Aim: How many lines in the material below contain the string "tree"? Matching is case-sensitive. Reply with the number only.

Exercise input:
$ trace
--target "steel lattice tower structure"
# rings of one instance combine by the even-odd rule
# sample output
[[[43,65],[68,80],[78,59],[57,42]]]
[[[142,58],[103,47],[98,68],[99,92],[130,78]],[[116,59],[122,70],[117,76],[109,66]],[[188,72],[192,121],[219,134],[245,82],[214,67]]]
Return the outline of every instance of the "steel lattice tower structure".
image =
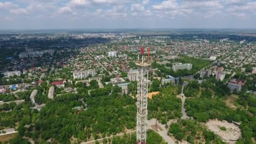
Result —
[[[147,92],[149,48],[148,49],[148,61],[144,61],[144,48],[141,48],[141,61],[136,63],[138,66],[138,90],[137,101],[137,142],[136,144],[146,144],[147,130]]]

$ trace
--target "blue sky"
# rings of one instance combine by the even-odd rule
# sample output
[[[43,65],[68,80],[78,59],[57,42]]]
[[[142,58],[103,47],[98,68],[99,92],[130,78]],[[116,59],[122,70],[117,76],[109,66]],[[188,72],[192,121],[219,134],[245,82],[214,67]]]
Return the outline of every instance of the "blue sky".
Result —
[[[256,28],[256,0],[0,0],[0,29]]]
--
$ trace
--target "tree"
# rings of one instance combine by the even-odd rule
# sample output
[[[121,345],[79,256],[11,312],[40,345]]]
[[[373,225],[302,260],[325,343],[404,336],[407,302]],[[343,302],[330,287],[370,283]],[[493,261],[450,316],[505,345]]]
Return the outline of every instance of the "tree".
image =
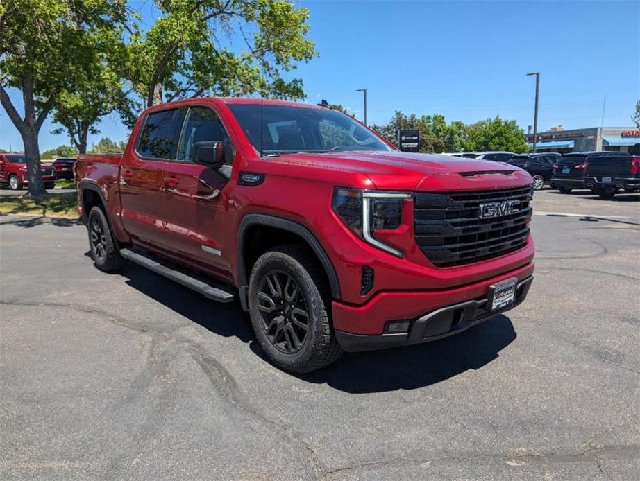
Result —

Response: 2